[Reading passage]:
Get your MRS degree at SWBTS -- New course of study

I first saw mention of this at Levellers and had a big laugh and then I saw it at Jesus Politics and then finally I got to Ethic's Daily and saw the whole thing. This article by Bob Allen is really must read!
Southwestern Baptist Theological Seminary is now offering a BA in Humanities with a major in guess what -- homemaking. Since women belong in the kitchen and need to know how to make their own clothes, just like in the 1950s, SWBTS and SBTS offer a course of study designed just for that purpose.
The course work, which apparently is taught by the only woman on faculty -- yes you guessed it -- the President's wife, Dorothy Patterson, includes such worthy courses as:
  • "General Homemaking" (3 units)
  • "The Value of the Child" (3 units) -- is this a how to have a child course?

(Stored items)
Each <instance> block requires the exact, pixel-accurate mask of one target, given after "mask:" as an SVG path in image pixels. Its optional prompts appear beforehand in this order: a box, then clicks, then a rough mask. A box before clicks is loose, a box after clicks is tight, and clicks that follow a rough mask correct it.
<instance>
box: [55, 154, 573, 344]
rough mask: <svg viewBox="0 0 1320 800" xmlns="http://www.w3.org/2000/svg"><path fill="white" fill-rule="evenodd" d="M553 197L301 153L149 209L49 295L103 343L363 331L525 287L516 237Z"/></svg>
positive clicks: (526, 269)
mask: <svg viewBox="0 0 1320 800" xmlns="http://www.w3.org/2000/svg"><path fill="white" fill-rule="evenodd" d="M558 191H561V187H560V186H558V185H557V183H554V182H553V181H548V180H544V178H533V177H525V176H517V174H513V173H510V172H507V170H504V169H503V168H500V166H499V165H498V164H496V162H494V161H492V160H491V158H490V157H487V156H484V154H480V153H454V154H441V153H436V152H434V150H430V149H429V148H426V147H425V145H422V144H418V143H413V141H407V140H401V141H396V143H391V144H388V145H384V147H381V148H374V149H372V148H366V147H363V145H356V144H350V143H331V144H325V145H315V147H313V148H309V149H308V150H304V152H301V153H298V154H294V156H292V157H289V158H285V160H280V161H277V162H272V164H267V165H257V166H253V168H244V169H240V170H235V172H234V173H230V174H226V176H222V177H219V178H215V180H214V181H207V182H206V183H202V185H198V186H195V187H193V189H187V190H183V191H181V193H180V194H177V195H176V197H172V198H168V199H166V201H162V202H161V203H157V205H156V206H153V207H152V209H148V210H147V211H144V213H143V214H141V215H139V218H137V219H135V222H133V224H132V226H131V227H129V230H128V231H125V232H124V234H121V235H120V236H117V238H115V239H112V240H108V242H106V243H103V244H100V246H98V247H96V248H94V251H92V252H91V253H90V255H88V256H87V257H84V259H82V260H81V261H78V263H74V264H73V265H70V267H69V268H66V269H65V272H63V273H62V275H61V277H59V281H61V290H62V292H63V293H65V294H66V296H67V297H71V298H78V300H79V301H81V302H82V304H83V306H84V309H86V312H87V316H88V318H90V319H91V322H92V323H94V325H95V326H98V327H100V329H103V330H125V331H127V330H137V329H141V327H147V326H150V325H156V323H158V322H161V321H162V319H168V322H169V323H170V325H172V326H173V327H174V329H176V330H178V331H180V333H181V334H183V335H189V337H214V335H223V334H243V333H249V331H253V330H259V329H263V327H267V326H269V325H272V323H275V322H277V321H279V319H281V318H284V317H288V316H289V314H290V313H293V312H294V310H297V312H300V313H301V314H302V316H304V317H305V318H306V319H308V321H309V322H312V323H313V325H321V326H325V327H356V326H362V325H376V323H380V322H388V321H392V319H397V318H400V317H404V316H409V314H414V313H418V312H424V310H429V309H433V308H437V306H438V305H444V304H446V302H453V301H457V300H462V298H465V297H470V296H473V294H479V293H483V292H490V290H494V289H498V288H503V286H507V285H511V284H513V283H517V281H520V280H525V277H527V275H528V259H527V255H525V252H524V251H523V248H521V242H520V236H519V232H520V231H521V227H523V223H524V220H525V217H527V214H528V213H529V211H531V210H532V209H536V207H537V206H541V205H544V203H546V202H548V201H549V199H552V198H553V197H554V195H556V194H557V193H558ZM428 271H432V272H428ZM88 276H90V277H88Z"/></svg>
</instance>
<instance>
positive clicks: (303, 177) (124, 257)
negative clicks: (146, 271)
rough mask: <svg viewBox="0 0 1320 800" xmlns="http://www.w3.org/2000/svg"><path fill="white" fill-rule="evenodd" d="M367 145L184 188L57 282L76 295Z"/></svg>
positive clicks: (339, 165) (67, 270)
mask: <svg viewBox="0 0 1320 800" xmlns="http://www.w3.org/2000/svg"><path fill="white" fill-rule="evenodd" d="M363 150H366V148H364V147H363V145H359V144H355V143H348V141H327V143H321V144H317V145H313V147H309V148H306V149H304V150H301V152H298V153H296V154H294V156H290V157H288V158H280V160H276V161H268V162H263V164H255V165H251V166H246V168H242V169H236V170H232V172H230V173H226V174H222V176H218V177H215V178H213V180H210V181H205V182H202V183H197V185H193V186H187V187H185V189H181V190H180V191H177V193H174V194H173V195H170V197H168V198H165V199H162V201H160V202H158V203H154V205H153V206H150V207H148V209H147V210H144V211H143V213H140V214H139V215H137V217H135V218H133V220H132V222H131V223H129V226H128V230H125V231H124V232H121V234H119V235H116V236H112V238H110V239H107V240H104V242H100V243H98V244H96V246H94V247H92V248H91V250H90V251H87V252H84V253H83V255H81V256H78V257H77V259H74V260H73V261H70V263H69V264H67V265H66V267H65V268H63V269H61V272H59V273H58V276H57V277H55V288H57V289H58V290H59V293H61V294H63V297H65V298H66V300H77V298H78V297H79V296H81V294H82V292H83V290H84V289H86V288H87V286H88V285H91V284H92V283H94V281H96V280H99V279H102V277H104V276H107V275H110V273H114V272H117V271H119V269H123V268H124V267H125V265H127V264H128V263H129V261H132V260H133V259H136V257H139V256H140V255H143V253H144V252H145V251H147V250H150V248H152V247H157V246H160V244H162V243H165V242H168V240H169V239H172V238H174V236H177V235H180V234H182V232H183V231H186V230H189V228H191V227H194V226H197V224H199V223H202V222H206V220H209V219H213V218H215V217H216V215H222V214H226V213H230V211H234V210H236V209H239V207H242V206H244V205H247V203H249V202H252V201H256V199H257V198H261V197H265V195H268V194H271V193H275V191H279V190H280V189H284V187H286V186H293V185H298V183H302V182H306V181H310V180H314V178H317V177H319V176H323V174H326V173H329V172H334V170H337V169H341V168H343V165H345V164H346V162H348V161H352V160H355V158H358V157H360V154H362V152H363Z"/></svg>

[Exercise]: Continue the blog post about the seminary's homemaking degree, picking up after its last line.

[Answer space]:
  • Design and apparel -- including 4 units in "Clothing Construction with Lab" (7 units) -- My wife says she can buy clothes at Ross cheaper than she can buy material, so seems like this is a fruitless course.
  • "Biblical Model for the Home and Family" (3 units) -- My question is this -- is Bill Gothard the author of the text for this class? Sure sounds like it.

Apparently the future of the nation and the SBC depends on pastors' wives being properly trained as homemakers.

"It is homemaking for the sake of the church and the ministry and homemaking for the sake of our society," Patterson said. "If we do not do something to salvage the future of the home, both our denomination and our nation will be destroyed."

I like "Leave it to Beaver" but do we have to return to the 1950s to save the nation and the church?

Comments

Ken said…
The church could use a little homemaking.... If you read Titus it mentions all these things... Bill Gothard is a gift to the church. You might do well to read him. It's good stuff.
Robert Cornwall said…
As a matter of fact I did the Gothard thing -- even the Minister's Seminar. So I do know a thing or two and it is built on a principle of proof texting. Start with your theory and find texts to support it.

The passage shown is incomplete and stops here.